"Lula é um político brasileiro com defeitos e virtudes. Se você não
conseguir ver uma coisa ou outra é porque, certamente, a cegueira da
paixão ou do ódio está tomando o seu corpo como um câncer.
O que
se percebe no caso de Lula é que o ódio intenso tenta, sobremaneira,
vencer o amor intenso. É uma luta. A luta entre o amor e o ódio a esse
personagem da história
brasileira.
Outros já experimentaram do mesmo fel. Mas não sei se há concorrentes para Lula. Talvez nem Getúlio.
Quantitativamente,
Lula está em vantagem. Mas os odiadores acreditam que seu ódio seria de
melhor qualidade, uma espécie de crème de la crème do ódio - um ódio
insuperável por qualquer amor de multidões.
É um ódio cultivado
com gotas de ira diárias nas páginas dos jornais. E de revistas.
Cultivado com olhos de sangue, faca entre os dentes, espinhos nas
pontas dos dedos.
Só nos últimos meses, Lula já "esteve" por
trás do relatório do CPI da Cachoeira, teve caso com a mulher presa na
última operação da PF, já tentou adiar o julgamento, já produziu provas
para se vingar de Perillo (porque ele teria sido o primeiro a avisá-lo
do mensalão), já tentou subornar Deus para que terminasse a obra no
domingo.

TAREFAS –
a – De acordo com o trecho da fonte, em que veículos o ódio a Lula é cultivado com gotas de ira diárias?
b – Resuma o trecho da fonte em duas frases.
c – Extraia do trecho da fonte a parte que começa com as palavras "Outros já experimentaram" e termina com "pontas dos dedos.".

MATERIAL ARMAZENADO –

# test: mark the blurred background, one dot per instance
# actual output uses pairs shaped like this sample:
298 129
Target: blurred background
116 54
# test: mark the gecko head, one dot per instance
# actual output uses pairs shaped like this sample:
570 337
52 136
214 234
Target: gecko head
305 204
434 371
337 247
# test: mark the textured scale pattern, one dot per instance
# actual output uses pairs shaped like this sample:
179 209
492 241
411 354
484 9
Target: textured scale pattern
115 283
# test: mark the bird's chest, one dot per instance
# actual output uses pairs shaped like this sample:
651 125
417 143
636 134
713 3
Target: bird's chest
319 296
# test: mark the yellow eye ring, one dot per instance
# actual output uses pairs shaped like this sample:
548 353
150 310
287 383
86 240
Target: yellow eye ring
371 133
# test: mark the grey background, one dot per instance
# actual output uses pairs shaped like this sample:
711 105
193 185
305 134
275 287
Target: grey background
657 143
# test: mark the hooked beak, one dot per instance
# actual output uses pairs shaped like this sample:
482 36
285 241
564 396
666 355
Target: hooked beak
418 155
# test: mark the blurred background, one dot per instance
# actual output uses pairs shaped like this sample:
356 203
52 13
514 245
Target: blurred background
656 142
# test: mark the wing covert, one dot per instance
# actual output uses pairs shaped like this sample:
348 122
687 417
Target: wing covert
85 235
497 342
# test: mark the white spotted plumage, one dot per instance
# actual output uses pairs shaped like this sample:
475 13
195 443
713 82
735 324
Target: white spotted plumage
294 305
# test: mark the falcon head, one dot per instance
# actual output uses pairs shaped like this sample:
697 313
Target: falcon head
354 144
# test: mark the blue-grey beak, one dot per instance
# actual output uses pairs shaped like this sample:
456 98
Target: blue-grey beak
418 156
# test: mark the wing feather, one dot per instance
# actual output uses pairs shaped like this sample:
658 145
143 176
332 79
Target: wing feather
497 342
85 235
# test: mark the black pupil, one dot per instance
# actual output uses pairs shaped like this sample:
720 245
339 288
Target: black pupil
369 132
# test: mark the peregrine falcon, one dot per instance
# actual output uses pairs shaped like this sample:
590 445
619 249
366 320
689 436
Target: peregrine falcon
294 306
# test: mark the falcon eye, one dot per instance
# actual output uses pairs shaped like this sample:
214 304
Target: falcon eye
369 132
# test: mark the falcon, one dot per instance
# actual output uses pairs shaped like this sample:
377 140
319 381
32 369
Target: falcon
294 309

SOLUÇÕES COMENTADAS –
a – Nas páginas dos jornais e de revistas.

b – O texto afirma que Lula é um político brasileiro com defeitos e virtudes e que, no caso dele, o ódio intenso tenta vencer o amor intenso, embora Lula esteja em vantagem quantitativamente. Esse ódio, cultivado diariamente em jornais e revistas, se manifesta na lista do que Lula teria feito só nos últimos meses, como estar por trás do relatório da CPI da Cachoeira e tentar adiar o julgamento.

c –
Outros já experimentaram do mesmo fel. Mas não sei se há concorrentes para Lula. Talvez nem Getúlio.
Quantitativamente,
Lula está em vantagem. Mas os odiadores acreditam que seu ódio seria de
melhor qualidade, uma espécie de crème de la crème do ódio - um ódio
insuperável por qualquer amor de multidões.
É um ódio cultivado
com gotas de ira diárias nas páginas dos jornais. E de revistas.
Cultivado com olhos de sangue, faca entre os dentes, espinhos nas
pontas dos dedos.